# [ABOUT THIS TASK]
Nothing but an exact repetition of the listing should be returned.

# [THE DATA]

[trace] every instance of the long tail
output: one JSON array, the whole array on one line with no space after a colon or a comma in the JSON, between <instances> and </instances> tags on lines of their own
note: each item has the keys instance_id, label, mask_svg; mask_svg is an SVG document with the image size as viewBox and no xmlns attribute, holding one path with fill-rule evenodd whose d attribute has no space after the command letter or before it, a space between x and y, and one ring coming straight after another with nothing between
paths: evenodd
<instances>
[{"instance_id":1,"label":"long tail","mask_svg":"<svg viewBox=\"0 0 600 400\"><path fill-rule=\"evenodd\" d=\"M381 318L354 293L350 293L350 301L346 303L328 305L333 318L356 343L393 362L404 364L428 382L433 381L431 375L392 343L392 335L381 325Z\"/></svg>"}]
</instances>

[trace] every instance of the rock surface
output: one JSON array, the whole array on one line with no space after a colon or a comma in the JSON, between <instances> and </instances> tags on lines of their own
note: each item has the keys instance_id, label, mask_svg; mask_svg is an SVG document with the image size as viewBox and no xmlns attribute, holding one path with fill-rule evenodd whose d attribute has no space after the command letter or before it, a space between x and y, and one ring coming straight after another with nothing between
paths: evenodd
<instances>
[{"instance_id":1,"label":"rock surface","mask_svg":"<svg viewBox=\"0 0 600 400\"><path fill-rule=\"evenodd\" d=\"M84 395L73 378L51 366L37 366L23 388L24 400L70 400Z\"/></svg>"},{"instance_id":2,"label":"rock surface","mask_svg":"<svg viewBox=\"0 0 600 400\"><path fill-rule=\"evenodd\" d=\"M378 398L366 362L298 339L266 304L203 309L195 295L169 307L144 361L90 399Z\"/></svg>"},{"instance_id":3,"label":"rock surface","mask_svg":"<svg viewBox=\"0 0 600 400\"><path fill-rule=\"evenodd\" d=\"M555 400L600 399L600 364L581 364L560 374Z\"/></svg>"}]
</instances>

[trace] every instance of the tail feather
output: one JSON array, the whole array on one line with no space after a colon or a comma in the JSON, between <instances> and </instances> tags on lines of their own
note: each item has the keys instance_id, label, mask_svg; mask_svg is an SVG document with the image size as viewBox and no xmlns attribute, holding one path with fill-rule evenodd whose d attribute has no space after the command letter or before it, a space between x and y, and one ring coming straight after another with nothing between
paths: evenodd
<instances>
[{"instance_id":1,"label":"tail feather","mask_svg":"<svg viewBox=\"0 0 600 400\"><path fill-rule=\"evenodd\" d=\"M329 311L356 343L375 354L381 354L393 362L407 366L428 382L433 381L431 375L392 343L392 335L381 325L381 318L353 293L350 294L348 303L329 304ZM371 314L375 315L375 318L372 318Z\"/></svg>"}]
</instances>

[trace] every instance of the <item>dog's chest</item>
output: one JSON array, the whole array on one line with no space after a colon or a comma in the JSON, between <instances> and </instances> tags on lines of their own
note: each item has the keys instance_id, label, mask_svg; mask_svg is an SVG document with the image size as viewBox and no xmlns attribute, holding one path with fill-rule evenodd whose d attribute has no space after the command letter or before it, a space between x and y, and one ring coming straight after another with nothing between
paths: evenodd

# [ANSWER FOR THIS EXERCISE]
[trace] every instance of the long tail
output: one JSON array, the whole array on one line with no space after a colon or a comma in the JSON, between <instances> and </instances> tags on lines of their own
note: each item has the keys instance_id, label, mask_svg; mask_svg is an SVG document with the image size as viewBox and no xmlns attribute, holding one path with fill-rule evenodd whose d attribute has no space after the command letter or before it, a space between x and y, and one ring coming straight after another with nothing between
paths: evenodd
<instances>
[{"instance_id":1,"label":"long tail","mask_svg":"<svg viewBox=\"0 0 600 400\"><path fill-rule=\"evenodd\" d=\"M381 318L354 293L350 293L350 301L346 303L328 305L333 318L356 343L393 362L404 364L428 382L433 381L431 375L392 343L392 335L381 325Z\"/></svg>"}]
</instances>

[trace] every instance of the rock surface
output: one JSON array, the whole array on one line with no space after a colon or a comma in the JSON, between <instances> and </instances> tags on lines of their own
note: each item has the keys instance_id, label, mask_svg; mask_svg is an SVG document with the image size as viewBox and no xmlns attribute, holding one path with fill-rule evenodd whose d attribute has no space after the command letter or before it, a space between x and y, and one ring coming straight after another with nothing between
paths: evenodd
<instances>
[{"instance_id":1,"label":"rock surface","mask_svg":"<svg viewBox=\"0 0 600 400\"><path fill-rule=\"evenodd\" d=\"M84 395L73 378L51 366L37 366L23 388L24 400L70 400Z\"/></svg>"},{"instance_id":2,"label":"rock surface","mask_svg":"<svg viewBox=\"0 0 600 400\"><path fill-rule=\"evenodd\" d=\"M378 398L366 362L298 339L266 304L203 309L195 295L169 307L144 361L90 399Z\"/></svg>"},{"instance_id":3,"label":"rock surface","mask_svg":"<svg viewBox=\"0 0 600 400\"><path fill-rule=\"evenodd\" d=\"M555 400L600 399L600 364L581 364L560 374Z\"/></svg>"}]
</instances>

[trace] every instance of the tail feather
output: one JSON array, the whole array on one line with no space after a colon or a comma in the JSON, between <instances> and </instances> tags on lines of their own
note: each item has the keys instance_id, label, mask_svg; mask_svg is an SVG document with the image size as viewBox and no xmlns attribute, holding one path with fill-rule evenodd whose d attribute has no space after the command letter or before it, a space between x and y, and one ring coming straight after another with nothing between
paths: evenodd
<instances>
[{"instance_id":1,"label":"tail feather","mask_svg":"<svg viewBox=\"0 0 600 400\"><path fill-rule=\"evenodd\" d=\"M329 311L356 343L375 354L381 354L393 362L407 366L428 382L433 381L431 375L392 343L392 335L381 325L381 318L353 293L350 294L348 303L329 304ZM371 314L375 315L375 318L372 318Z\"/></svg>"}]
</instances>

[trace] every instance of the <item>dog's chest</item>
output: one JSON array, the whole array on one line with no space after a colon or a comma in the JSON, between <instances> and </instances> tags on lines of their own
note: each item has the keys instance_id, label, mask_svg; mask_svg is an SVG document with the image size as viewBox and no xmlns attribute, holding one path with fill-rule evenodd whose d attribute has no space after the command letter or before it, a space between x and y, and one ring coming straight after another with nothing between
paths: evenodd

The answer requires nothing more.